# Exercise requirements
Format everything in the entries below, from the line containing "Each instance receives exactly one keypoint. Tag the football" down to the end of the entries, as a Markdown table. Use columns headed Row and Line, give each line its own numbered row, and skip blank lines.

# Provided entries

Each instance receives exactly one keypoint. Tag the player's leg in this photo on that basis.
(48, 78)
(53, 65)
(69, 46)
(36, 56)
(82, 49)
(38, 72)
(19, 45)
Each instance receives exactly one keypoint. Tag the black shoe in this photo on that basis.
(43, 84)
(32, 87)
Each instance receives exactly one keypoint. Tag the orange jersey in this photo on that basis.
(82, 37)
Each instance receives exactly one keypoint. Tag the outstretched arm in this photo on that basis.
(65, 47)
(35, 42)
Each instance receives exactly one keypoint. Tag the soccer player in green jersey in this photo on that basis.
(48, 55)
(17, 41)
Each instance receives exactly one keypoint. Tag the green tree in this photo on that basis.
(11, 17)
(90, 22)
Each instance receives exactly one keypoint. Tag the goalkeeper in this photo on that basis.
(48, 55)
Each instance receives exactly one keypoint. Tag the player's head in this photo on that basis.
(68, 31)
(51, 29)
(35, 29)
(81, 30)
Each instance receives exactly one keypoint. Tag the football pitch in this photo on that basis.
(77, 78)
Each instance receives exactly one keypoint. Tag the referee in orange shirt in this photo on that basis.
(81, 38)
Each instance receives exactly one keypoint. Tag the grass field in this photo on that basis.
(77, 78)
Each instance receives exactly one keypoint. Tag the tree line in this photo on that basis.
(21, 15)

# Response below
| Row | Line |
|---|---|
| 1 | Each instance receives exactly one keypoint. Tag the football pitch in this photo on that basis. |
| 2 | (77, 78) |
| 3 | Each instance receives exactly one keypoint. Tag the referee in orange shirt in this photo on that basis. |
| 4 | (81, 38) |
| 5 | Each instance receives exactly one keypoint. Tag the grass field in this photo on that basis. |
| 6 | (77, 78) |
| 7 | Each instance receives exactly one keypoint. Tag the tree line in this photo on that basis. |
| 8 | (21, 15) |